# TASKS
a - In the article on oral contraceptives and rheumatoid arthritis, how many patients with recent-onset rheumatoid arthritis were in the study?
b - List every count of patients or women that the article on oral contraceptives and rheumatoid arthritis gives, with the group each count describes.

# TEXT SEGMENT
_ _ _ _ _

Oral Contraceptives May Improve Symptoms Of Rheumatoid Arthritis
A team of researchers from United Kingdom revealed by a study, that oral contraceptives improve symptoms of rheumatoid arthritis in some women. This study may add another piece in the etiology of rheumatoid arthritis, because the researchers believe that the female hormones play a important role in determining the time of the symptoms of rheumatoid arthritis.
With this study, the British researchers, observed that women who had used oral contraceptives before and at the time of the onset of the disease, had better functional outcomes than those who had not used the drugs and the women who used the oral contraceptives after the onset of rheumatoid arthritis had better outcomes, but only if they had a moderate or severe disability.
In this study were included a number of 928 patients with recent-onset of rheumatoid arthritis and the purpose was to examine the relationship between the use of oral contraceptives and functional outcome of rheumatoid arthritis. The study included 663 women who had not used oral contraceptives after they were diagnosed with the disease and during follow-up controls, and 265 women who had used oral contraceptives after they were diagnosed with rheumatoid arthritis.
The group of women who used oral contraceptives before the onset of rheumatoid arthritis had significantly better functional outcomes during the follow-up examination than the group of patients who had not used oral contraceptives before the onset of the symptoms. Furthermore, women who were taking oral contraceptives at a baseline had better functional outcomes than women who were not taking oral contraceptives at a baseline but who had previously done so.

_ _ _ _ _

# DATASET
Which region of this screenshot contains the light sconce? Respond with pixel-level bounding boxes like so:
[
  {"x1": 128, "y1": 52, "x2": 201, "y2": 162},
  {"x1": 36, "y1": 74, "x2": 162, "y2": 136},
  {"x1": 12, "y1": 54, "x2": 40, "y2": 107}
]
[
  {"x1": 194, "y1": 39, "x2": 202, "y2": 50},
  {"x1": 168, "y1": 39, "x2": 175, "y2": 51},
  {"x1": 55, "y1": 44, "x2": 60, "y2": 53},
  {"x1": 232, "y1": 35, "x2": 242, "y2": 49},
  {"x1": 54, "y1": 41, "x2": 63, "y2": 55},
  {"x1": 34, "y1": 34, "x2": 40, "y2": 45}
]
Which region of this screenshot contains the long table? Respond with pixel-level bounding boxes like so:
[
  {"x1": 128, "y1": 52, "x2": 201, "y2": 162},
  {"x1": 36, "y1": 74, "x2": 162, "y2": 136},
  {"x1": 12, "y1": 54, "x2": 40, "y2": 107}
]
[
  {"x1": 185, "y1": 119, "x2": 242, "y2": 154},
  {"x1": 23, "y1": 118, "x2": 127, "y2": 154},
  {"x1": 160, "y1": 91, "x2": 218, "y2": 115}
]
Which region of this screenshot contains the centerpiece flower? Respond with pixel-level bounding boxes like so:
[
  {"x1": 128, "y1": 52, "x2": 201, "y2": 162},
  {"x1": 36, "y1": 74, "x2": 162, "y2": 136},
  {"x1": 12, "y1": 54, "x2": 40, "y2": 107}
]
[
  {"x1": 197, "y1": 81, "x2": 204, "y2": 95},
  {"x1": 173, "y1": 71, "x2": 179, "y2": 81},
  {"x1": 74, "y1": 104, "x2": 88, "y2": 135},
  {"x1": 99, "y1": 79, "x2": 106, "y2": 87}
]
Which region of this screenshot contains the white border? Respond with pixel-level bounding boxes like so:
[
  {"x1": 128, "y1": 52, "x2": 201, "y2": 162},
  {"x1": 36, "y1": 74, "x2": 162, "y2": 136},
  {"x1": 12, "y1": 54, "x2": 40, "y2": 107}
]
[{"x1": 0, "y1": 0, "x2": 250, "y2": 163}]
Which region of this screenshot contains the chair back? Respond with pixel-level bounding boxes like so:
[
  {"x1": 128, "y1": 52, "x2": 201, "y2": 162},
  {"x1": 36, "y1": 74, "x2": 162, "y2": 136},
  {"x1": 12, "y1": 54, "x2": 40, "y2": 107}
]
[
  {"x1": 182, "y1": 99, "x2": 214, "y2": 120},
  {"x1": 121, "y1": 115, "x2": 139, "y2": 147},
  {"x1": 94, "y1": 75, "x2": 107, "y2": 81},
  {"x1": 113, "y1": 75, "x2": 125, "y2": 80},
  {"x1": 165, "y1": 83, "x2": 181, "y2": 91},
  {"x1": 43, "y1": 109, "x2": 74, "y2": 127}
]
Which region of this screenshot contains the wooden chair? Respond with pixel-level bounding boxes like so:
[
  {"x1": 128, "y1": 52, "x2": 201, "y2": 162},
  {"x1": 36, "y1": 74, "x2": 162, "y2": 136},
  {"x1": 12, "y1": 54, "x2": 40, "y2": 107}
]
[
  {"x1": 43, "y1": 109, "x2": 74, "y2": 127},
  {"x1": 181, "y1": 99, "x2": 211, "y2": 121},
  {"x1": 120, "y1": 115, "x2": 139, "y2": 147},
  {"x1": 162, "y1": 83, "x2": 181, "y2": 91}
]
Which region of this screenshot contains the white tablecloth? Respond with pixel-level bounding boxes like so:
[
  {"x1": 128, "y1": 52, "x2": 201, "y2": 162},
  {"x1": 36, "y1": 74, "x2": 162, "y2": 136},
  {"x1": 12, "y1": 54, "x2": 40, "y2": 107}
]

_ _ _ _ _

# SOLUTIONS PER TASK
a - 928 patients.

b -
- 928: patients with recent-onset rheumatoid arthritis in the study
- 663: women who had not used oral contraceptives after diagnosis and during follow-up
- 265: women who had used oral contraceptives after diagnosis